TESTO FORNITO:

---+---

Fondamentale fu senza dubbio il ripristino da parte di Augusto, dei comizi centuriati e di quelli tributi, a cui va ricondotta l’esplicazione dell’attività legislativa ma non della funzione giudiziaria.

Tutto ciò, tuttavia, non poteva arrestare il declino inarrestabile a cui le assemblee erano destinate. Purtroppo le fonti di cui disponiamo non ci permettono di avere un quadro dettagliato del funzionamento delle due assemblee. Tuttavia, è possibile desumere da esse alcune indicazioni essenziali che risultano di considerevole interesse in relazione al problema più generale della costituzione del principato.

Un punto di riferimento molto importante è rappresentato dalla Tavola ebana. Questo documento ha conservato una parte della rogatio che, riprendendo il contenuto di un senatoconsulto del 19 d.C, concernente le onoranze disposte in memoria di Germanico, aveva previsto l’istituzione di 5 centurie composte da senatori e da cavalieri facenti parte delle decurie da cui traevano i giudici per i processi pubblici, alle quali competeva la destinatio dei consoli e dei pretori, unitamente alle 10 centurie senatorio-equestri che erano state create con la stessa funzione ed intitolata a Gaio e a Lucio Cesare, dalla legge Valeria Cornelia. Purtroppo le lacune del testo della tabula Hebana hanno creato gravi difficoltà nella soluzione del problema centrale della destinatio magistratuum, vale a dire quello del valore del voto espresso dalle centurie destinatrici.

L’interpretazione più attendibile sarebbe quella che ci consente di ritenere che il voto delle 5 centurie destinatrici intitolate a Germanico, come quello delle centurie intitolate a Gaio e a Lucio Cesare, si sarebbe dovuto aggiungere a quello delle altre centurie del comizio chiamate a votare dopo lo spoglio e la proclamazione dei risultati della votazione delle centurie destinatrici. Pare, in un certo senso, che le centurie destinatrici, oltre ad esprimere un voto rilevante in ordine al risultato conclusivo della votazione, svolgessero una funzione di orientamento che è stata ricollegata a quella avuta nel comizio repubblicano dalla centuria prerogativa.

Le fonti mettono in luce le innovazioni di Tiberio in materia. Ce ne parla in modo esaustivo Tacito, secondo cui fondamentale fu lo spostamento della scelta dei magistrati dalle assemblee al senato.

Tacito parla dell’elezione dei pretori, che avvenivano attraverso la presentazione di un numero di candidati pari a quelli dei posti da ricoprire. In questa fase, non risulta una cooperazione del senato alla nomina dei candidati in questione, anche se soltanto 4 di questi risultano essere raccomandati da Tiberio ai fini dell’elezione stessa.

Tuttavia, la circostanza che tale fase preelettorale si svolgesse in senato e la limitazione del numero dei candidati in rapporto a quello dei posti da ricoprire possono spiegare il fatto che Tacito abbia anticipato dall’inizio del principato di Tiberio il peso che il senato avrebbe avuto nella scelta di determinati magistrati soltanto in una fase successiva.

In primo luogo, la limitazione del numero di candidati in rapporto a quello dei posti da ricoprire ha svuotato di contenuto la funzione destinatrice, già di per sé non vincolante.

---+---

RECORD SALVATI:
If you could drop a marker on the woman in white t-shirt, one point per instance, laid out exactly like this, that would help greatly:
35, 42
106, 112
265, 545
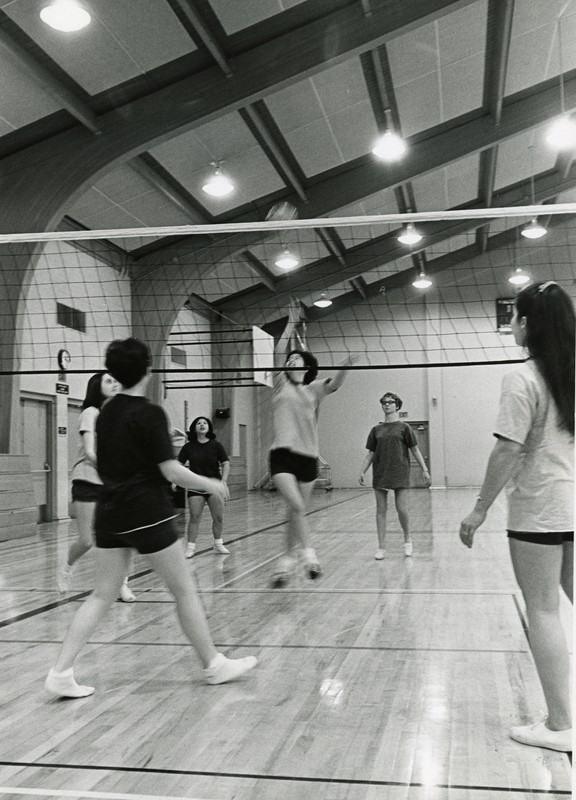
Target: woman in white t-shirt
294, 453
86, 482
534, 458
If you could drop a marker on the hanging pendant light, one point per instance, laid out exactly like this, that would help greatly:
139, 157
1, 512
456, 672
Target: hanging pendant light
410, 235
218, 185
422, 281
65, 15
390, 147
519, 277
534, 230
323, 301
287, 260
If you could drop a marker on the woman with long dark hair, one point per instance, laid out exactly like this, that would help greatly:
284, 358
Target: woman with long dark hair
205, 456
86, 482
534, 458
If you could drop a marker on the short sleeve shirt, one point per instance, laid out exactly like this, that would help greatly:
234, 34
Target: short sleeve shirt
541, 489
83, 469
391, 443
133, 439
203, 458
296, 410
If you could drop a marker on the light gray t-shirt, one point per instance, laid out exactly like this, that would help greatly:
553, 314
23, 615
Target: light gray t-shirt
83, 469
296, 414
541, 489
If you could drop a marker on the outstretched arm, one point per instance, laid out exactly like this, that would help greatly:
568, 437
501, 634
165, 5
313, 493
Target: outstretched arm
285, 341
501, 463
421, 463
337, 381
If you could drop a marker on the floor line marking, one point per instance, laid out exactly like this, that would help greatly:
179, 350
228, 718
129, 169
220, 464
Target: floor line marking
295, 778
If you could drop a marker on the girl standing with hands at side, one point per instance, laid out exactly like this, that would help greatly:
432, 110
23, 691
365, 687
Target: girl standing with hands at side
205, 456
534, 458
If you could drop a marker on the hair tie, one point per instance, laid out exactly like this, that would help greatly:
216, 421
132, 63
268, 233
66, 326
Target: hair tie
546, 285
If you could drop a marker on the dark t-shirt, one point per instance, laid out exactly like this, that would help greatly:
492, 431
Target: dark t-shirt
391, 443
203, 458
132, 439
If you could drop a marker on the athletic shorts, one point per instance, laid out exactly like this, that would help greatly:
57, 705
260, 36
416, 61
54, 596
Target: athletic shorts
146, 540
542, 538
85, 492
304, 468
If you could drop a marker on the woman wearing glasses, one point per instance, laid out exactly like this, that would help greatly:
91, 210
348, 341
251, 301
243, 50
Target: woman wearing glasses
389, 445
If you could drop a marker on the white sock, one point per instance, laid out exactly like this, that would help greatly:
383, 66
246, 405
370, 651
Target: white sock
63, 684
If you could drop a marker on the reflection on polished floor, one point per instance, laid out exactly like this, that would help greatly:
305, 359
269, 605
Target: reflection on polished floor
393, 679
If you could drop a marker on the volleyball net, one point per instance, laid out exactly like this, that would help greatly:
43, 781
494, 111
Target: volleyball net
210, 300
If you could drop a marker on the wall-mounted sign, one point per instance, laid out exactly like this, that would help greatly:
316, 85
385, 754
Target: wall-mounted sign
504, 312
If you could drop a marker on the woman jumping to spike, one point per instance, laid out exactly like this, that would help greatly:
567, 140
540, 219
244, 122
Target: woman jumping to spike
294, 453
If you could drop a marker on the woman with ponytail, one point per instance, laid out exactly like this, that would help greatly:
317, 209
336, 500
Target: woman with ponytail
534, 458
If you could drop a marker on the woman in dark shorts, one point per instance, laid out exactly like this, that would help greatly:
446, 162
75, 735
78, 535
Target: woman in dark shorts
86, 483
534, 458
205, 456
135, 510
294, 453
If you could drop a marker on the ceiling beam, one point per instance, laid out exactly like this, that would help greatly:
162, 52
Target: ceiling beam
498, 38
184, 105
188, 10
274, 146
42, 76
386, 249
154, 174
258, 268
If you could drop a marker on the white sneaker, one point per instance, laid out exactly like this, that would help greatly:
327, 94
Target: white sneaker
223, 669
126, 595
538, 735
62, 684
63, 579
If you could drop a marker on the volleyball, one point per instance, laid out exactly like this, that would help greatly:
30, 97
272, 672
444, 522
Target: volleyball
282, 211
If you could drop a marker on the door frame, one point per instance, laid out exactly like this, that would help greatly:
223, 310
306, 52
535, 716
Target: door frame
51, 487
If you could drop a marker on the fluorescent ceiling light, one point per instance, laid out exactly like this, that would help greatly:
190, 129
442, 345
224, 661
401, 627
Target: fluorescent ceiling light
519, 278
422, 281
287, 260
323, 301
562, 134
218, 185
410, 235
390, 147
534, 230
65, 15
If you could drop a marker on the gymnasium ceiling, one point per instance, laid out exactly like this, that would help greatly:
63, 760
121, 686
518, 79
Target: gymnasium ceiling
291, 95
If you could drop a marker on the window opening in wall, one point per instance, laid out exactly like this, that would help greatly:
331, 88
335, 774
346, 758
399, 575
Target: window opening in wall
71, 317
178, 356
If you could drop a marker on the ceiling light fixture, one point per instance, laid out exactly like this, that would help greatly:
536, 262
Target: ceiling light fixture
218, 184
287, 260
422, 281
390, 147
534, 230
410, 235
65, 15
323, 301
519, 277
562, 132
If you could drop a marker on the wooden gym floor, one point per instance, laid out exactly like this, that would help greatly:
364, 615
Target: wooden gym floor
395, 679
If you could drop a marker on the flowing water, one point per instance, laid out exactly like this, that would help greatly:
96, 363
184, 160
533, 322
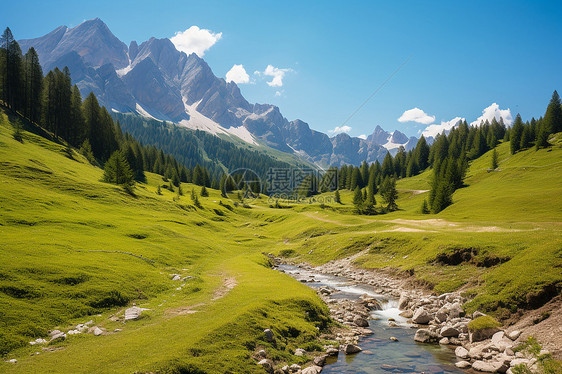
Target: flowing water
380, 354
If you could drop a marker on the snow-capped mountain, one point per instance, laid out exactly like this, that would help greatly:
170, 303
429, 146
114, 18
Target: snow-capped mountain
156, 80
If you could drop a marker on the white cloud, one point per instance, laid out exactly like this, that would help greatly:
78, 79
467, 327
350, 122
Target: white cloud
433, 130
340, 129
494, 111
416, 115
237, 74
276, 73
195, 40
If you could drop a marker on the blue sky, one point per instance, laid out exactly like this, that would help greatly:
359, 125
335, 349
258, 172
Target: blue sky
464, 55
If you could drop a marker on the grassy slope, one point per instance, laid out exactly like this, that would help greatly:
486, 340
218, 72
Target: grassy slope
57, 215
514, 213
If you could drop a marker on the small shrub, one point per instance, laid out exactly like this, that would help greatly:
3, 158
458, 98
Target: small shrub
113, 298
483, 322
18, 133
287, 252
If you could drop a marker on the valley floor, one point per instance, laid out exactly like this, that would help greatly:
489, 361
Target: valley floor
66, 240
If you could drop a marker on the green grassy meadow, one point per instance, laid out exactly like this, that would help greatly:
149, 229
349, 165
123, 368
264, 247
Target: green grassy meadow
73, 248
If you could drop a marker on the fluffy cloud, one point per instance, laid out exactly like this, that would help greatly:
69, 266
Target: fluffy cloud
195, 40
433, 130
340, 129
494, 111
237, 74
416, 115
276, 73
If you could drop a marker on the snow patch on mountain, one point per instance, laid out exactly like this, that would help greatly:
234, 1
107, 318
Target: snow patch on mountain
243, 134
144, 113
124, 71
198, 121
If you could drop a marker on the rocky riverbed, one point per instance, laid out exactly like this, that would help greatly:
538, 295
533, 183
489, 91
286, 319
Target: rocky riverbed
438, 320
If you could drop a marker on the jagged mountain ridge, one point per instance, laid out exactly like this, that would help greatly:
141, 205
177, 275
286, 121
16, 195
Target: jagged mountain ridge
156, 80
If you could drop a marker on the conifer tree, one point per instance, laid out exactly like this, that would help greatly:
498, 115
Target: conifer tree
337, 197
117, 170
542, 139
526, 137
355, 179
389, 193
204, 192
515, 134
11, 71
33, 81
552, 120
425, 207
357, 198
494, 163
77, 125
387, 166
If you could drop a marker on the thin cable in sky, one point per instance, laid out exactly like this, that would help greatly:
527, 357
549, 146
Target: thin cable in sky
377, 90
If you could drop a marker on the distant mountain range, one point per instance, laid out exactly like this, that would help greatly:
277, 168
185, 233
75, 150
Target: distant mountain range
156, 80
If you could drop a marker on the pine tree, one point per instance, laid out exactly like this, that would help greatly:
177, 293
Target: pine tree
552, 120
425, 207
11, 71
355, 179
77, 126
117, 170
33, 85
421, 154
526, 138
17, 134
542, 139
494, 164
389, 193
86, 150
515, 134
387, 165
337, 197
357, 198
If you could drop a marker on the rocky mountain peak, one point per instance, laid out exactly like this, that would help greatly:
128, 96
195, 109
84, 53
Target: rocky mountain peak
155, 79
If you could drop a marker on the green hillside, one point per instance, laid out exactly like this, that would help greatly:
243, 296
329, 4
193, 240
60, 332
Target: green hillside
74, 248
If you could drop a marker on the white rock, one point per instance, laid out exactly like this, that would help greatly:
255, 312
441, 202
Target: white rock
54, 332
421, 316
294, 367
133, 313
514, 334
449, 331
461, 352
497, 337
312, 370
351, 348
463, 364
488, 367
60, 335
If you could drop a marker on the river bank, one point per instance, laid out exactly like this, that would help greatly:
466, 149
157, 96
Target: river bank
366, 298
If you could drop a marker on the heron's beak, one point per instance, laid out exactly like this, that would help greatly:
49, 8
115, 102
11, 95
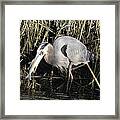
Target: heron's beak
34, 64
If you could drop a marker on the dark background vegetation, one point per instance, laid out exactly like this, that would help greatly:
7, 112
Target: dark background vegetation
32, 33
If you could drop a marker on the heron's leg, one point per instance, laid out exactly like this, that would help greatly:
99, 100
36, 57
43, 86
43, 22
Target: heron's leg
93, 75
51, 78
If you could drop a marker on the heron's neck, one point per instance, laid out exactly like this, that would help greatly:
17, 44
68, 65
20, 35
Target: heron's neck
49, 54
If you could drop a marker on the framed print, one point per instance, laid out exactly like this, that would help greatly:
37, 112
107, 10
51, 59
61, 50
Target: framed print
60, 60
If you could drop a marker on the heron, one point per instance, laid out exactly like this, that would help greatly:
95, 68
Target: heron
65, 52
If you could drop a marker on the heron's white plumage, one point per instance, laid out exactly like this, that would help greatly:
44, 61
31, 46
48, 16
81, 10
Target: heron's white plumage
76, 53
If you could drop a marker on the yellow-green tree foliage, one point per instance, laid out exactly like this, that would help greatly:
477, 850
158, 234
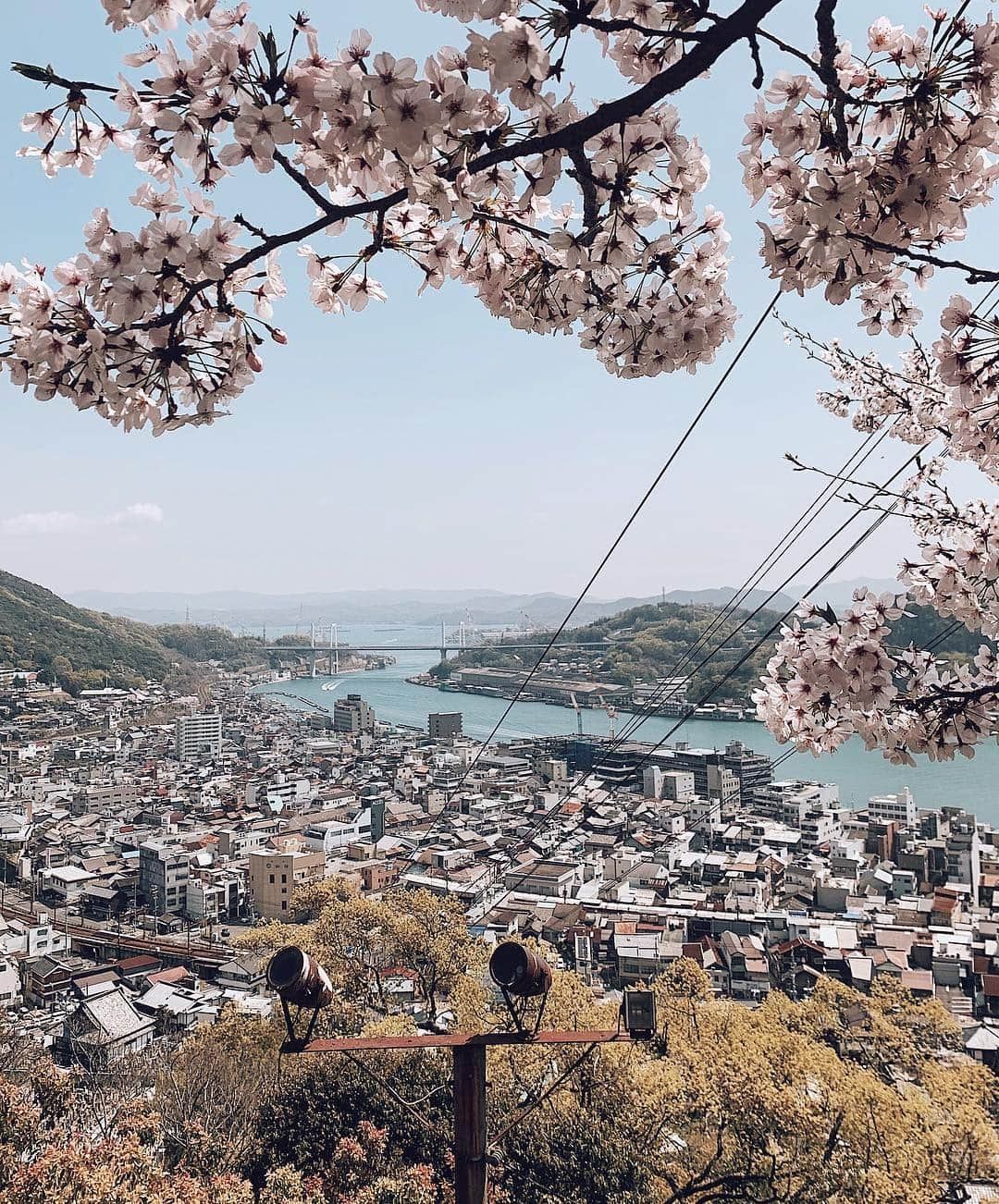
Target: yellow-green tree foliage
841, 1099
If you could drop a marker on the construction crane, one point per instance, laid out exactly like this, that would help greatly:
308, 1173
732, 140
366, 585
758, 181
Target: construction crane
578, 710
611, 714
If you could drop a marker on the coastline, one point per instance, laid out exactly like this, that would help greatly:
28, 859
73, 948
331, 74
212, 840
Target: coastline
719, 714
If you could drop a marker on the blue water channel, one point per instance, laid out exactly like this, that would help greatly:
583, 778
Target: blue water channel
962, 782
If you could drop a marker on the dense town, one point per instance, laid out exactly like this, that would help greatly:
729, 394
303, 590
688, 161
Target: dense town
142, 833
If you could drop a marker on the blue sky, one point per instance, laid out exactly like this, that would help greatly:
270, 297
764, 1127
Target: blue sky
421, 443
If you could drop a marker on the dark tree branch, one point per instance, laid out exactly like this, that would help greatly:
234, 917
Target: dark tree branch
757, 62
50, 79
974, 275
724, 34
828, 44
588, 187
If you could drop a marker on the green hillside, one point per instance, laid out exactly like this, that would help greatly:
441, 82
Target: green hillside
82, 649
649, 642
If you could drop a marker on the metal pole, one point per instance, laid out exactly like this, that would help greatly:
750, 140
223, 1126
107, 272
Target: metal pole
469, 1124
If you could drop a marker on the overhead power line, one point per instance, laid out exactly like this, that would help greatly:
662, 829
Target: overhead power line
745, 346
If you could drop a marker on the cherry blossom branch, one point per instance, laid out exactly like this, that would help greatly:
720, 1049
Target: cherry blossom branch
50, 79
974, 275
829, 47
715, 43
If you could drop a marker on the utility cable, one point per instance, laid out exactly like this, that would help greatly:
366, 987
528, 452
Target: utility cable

---+---

COSE DA FARE:
a – Nel testo sulle assemblee romane, riscrivi in forma più breve il paragrafo che comincia con "Tacito parla dell'elezione dei pretori", mantenendo i fatti principali.
b – Estrai dai record ogni riga che contiene la parola "riverbed", tenendo conto di maiuscole e minuscole.

RISULTATI:
a – Secondo Tacito, i pretori venivano eletti presentando tanti candidati quanti erano i posti da coprire. In questa fase il senato non risulta aver collaborato alla nomina dei candidati, e soltanto 4 di loro risultano raccomandati da Tiberio.

b –
If you could drop a marker on the rocky riverbed, one point per instance, laid out exactly like this, that would help greatly:
Target: rocky riverbed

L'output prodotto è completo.